Objective ▸
Please report each line of the entries below that contains the word "rear", matching uppercase and lowercase exactly.

Given data ▸
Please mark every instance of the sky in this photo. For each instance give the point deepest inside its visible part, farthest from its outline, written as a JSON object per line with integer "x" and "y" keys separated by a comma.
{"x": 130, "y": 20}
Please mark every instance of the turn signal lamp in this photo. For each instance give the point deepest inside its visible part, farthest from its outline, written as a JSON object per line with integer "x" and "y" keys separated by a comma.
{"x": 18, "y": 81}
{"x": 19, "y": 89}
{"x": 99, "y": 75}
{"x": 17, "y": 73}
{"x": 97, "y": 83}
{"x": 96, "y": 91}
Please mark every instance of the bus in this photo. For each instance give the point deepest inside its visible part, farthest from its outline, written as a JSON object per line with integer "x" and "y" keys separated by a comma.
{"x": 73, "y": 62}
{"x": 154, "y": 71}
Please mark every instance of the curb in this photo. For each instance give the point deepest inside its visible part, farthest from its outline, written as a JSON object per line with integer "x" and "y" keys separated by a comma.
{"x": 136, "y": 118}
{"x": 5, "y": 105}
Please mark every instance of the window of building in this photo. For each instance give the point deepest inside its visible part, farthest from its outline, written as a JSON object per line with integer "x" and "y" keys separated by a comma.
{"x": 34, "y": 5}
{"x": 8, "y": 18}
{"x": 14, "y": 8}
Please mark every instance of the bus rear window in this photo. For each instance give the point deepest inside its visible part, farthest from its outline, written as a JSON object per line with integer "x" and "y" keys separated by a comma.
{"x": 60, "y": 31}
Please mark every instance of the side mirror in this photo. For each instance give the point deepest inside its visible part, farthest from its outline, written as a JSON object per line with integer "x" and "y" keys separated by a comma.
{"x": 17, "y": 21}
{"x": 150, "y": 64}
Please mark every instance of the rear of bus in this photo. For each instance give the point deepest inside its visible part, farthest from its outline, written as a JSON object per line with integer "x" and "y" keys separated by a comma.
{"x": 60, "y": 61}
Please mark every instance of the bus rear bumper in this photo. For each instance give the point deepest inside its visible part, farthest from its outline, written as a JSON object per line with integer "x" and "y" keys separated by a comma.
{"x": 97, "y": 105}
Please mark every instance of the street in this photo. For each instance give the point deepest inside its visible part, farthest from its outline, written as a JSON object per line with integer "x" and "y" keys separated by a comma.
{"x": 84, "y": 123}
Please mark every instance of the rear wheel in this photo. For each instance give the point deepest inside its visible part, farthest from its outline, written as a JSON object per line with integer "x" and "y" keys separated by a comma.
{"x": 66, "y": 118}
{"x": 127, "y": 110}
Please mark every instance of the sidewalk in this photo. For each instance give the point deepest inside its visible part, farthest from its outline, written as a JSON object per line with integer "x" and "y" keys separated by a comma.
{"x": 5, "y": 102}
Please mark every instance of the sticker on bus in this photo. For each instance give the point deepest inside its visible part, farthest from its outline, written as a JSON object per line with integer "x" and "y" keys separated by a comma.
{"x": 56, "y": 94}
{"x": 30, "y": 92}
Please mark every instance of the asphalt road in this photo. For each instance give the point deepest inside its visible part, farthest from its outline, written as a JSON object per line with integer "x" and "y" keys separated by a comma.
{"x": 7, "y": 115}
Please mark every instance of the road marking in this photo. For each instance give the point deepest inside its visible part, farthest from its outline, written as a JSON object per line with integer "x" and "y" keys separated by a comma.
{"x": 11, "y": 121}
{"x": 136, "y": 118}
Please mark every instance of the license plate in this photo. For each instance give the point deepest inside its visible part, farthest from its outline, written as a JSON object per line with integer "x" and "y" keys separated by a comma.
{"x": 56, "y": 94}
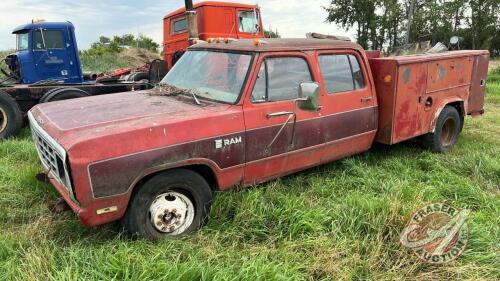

Task output ▸
Please mark every instance of the bus rear window in this photo. For each instance give the point deepest inside its visible part, farthest from its outline, written as a JSON object per line with integer "x" and "y" keys separated by a comma.
Please mark every instance of the rear of bus in this photo. For each instance give the point deepest inside its visible part, farthest from its outline, written as a JSON object per line with integer "x" and "y" keys separated by a comma.
Please mark every instance of the bus rear bumper in this photo. For each instance give the point deepest inside its visible part, farthest from its outline, written as a JSON object per line with integer "x" and "y" keys separated by a comma.
Please mark every instance of the rear wheel in this photo. For each instance give the point deepest inside its visible part, farthest from its outline, written as a JSON object per line with integer "x" and "y" keys separated by a comma.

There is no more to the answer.